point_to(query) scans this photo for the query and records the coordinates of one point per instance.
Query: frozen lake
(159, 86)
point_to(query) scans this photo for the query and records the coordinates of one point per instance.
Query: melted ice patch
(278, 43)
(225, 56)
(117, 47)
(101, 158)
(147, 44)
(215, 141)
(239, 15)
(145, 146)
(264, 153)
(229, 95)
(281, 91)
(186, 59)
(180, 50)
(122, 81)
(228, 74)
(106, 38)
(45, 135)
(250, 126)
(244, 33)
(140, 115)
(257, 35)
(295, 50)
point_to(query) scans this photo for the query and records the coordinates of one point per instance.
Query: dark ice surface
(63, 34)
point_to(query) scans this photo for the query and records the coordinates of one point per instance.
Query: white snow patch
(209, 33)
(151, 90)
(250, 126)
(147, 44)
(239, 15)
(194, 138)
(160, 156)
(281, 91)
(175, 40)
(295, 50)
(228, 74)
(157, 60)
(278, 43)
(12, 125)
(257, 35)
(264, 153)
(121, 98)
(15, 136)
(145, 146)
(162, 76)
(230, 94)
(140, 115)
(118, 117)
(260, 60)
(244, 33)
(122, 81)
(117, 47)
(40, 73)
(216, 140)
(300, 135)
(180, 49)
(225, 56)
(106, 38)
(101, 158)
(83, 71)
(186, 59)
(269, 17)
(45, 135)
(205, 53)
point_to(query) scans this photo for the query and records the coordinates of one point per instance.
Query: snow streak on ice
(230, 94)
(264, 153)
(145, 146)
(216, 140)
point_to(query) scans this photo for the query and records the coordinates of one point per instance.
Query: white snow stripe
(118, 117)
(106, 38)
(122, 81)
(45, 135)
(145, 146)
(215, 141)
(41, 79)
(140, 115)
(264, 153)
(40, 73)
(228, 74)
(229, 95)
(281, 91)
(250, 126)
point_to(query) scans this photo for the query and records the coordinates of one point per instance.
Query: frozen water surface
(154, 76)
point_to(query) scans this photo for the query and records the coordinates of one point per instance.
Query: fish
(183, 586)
---
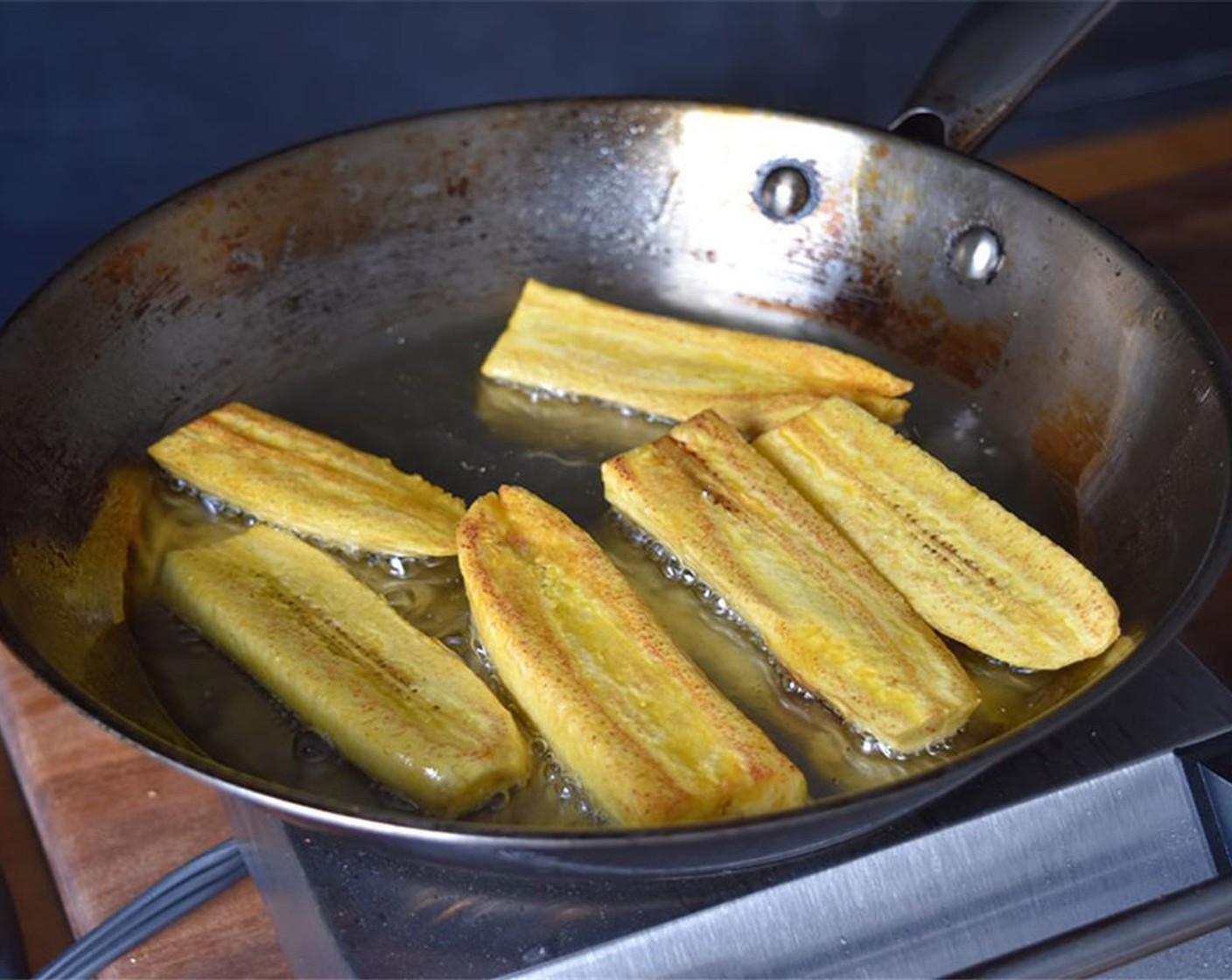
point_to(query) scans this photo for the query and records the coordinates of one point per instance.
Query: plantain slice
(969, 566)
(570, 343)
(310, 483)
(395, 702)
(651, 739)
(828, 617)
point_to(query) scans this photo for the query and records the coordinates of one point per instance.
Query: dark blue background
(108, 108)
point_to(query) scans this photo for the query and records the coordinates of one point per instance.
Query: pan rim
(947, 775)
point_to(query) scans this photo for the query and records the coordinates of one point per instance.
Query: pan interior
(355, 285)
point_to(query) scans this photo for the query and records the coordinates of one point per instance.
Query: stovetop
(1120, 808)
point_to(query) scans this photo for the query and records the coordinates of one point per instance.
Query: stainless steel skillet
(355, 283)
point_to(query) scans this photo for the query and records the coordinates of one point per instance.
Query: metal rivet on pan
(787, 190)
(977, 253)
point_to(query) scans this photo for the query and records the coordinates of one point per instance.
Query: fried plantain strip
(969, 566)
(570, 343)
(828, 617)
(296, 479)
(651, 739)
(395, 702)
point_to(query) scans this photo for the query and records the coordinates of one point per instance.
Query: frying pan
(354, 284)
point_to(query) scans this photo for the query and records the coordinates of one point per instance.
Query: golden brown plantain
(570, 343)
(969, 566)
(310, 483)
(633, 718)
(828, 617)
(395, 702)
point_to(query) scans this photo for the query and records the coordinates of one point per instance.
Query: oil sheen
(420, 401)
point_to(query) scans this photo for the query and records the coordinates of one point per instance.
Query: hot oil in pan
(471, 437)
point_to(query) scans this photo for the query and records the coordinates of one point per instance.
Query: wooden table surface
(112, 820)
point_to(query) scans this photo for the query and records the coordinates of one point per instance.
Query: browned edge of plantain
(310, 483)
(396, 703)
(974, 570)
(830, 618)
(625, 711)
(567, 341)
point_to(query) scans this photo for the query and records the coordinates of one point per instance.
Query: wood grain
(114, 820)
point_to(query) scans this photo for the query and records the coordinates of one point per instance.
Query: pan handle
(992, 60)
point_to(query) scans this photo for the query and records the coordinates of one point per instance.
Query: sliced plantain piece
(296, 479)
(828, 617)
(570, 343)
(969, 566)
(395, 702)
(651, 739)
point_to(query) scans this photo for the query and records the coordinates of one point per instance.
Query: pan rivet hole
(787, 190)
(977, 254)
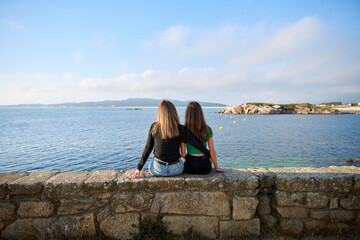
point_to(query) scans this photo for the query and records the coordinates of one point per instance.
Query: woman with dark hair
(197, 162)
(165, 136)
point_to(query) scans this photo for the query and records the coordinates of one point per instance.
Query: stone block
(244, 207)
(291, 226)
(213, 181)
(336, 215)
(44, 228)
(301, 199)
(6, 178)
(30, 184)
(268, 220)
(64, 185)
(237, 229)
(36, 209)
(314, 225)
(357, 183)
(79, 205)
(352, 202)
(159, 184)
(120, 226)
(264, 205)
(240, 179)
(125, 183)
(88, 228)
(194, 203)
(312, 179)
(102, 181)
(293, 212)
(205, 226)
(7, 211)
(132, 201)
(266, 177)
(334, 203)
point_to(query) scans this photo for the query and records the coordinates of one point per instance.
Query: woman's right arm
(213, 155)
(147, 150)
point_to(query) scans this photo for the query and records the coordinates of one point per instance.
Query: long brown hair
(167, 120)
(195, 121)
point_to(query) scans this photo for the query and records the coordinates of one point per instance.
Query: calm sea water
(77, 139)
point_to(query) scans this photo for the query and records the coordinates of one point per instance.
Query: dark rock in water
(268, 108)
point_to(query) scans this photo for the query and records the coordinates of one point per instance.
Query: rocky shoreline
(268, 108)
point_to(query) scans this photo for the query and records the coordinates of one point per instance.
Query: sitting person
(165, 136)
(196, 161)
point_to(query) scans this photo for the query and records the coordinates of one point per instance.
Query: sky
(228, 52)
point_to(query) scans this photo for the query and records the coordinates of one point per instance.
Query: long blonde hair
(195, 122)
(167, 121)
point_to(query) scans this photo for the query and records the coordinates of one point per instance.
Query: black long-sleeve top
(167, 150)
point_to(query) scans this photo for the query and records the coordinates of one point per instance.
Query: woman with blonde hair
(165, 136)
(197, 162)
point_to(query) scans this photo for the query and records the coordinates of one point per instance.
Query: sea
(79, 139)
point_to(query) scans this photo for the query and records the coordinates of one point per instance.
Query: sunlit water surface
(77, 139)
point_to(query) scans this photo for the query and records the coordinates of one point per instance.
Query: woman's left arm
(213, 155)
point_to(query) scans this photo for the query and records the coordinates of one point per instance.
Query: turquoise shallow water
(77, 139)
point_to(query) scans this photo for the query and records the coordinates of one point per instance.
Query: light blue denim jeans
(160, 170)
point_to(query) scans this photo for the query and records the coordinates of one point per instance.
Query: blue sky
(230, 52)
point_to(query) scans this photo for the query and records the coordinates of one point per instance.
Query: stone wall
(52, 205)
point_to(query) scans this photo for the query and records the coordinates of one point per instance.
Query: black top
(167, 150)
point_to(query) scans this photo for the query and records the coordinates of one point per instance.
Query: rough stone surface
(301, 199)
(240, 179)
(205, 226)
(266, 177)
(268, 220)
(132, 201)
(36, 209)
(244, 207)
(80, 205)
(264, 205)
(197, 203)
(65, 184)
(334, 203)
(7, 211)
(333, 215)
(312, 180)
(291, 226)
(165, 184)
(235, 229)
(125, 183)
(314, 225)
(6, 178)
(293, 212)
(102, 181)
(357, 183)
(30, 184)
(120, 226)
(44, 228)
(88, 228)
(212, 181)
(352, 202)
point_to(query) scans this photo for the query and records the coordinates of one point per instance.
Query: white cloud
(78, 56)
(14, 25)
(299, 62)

What you should do>
Pick out every line of the records above that contains the word "woman", treating case as significant.

Reply to the exercise>
Query: woman with dark hair
Query: woman's right arm
Query: woman with blonde hair
Query: woman's left arm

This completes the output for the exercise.